Selected passage:
# # # # # # #
Agent A/B testing methodology: why classical experiment design breaks for agents and what to do

A/B testing for agents is not the A/B testing your growth team knows. Variance is higher, randomisation is messier, and the unit of measurement is weird. The methodology below is what survives once you have shipped a few real agent experiments.

Why classical A/B breaks for agents

Three properties that classical experiments do not handle:

Non-determinism — the same prompt can produce different outputs across runs. Variance inside a variant is huge.
Multi-step entanglement — one prompt change cascades through 8 tool calls. Attributing impact gets fuzzy.
Memory carry-over — yesterday's prompt influences today's behaviour. Subjects are not independent across sessions.

Run the playbook from a typical product experiment and the result is "not significant" on metrics that are actually shifting. You need a different toolkit.

Three experiment types that work

1. Prompt A/B

Two prompt variants, randomised at the request level. Simplest case, closest to classical experimentation.

Randomise at: request id (not user — same user can hit either variant).
Watch for: carry-over via memory (rinse memory or stratify by memory state).
Sample size: 3–5x what classical theory says, because variance is higher.

2. Model A/B

Same prompt, different models. Higher cost contrast, narrower quality contrast.

Randomise at: request id.
Watch for: latency confound (faster model = more requests in the same time window). Compare per-request, not per-window.
Sample size: smaller than prompt A/B because effects are bigger.

3. Tool A/B

Same agent, different tool set or different tool implementation. Hardest because tool selection itself is part of the agent's decision.

Randomise at: session start (not request — would confuse the agent).
Watch for: path entanglement; one missing tool reroutes everything.
Sample size: large; effects are diffuse.

Metric design

The metric must satisfy three properties:

Composable per request — task-level success, not session-level only.
Robust to non-determinism — bin into discrete outcomes (success/partial/fail) when continuous metrics are too noisy.
Lagged metrics secondary — CSAT and retention move slowly; use them as guardrails, not primaries.

A working hierarchy:

Metric	Use as
Task success rate	Primary
Tool calls per task	Secondary (efficiency)
Tokens per task	Secondary (cost)
Time to resolution	Secondary (latency)
7-day retention	Guardrail

Shadow traffic before live A/B

Before ramping a variant to real users, run shadow traffic: variant runs alongside the control on the same input, both responses captured, only the control's response shown to the user. Gives:

Variance estimates without user impact.
Quality comparison against ground truth (your eval set).
Cost projection at full ramp.
# # # # # # #
Material supplied:

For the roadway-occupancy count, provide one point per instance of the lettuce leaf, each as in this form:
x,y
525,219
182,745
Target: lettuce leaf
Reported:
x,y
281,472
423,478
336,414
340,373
# # # # # # #
Things to do:
1) Reproduce the passage of the article on agent A/B testing that opens with the words containing "Two prompt variants, randomised" and closes with "per-request, not per-window.".
2) Continue the article on agent A/B testing from the point where it stops.
The entries are separate from the article on agent A/B testing.

Per-task outputs:
1)
Two prompt variants, randomised at the request level. Simplest case, closest to classical experimentation.

Randomise at: request id (not user — same user can hit either variant).
Watch for: carry-over via memory (rinse memory or stratify by memory state).
Sample size: 3–5x what classical theory says, because variance is higher.

2. Model A/B

Same prompt, different models. Higher cost contrast, narrower quality contrast.

Randomise at: request id.
Watch for: latency confound (faster model = more requests in the same time window). Compare per-request, not per-window.

2)
Two weeks of shadow before live A/B catches most regressions.

Sample-size rules of thumb

For prompt and tool experiments, multiply classical sample-size estimates by 3x. The variance inside an LLM variant is roughly that much higher than a deterministic UI variant.

For model A/B, multiply by 1.5x — model differences tend to be larger and easier to detect.

Run the experiment for at least one full weekly cycle. Agent usage patterns are weekly-cyclic.

Avoiding common biases

Sequence effect — the same user behaving differently after one bad agent turn. Mitigate with request-level randomisation, not session.
Memory confound — variant A trained the memory the agent uses for variant B. Mitigate by clearing memory between variant assignments or by stratifying.
Latency-mediated effects — slower variant produces fewer total interactions. Compare per-attempt rates, not per-day totals.
Non-stationary base rate — model vendor updates mid-experiment. Re-baseline; rerun if a vendor pushes a model update.

Reading the results

Significant on a primary metric is the start, not the end. Confirm with:

Eval-set delta — variant beats control on your offline eval too.
Failure mode analysis — sample 30 disagreements, classify them, look for patterns.
Cost-quality trade-off — quality up but cost up means quality-per-dollar might be down.

A win that does not show up offline and online is not a win.

Tools

Online A/B: any feature-flag platform (LaunchDarkly, GrowthBook). The flag goes around the prompt or model selection.
Offline eval: see the evaluation framework.
Trace capture: see observability platforms.

Where this is heading

Two shifts: native experiment primitives in the Claude Agent SDK (assign variants, capture results), and statistical libraries that handle LLM-specific variance out of the box. Until then, the methodology above is the working version.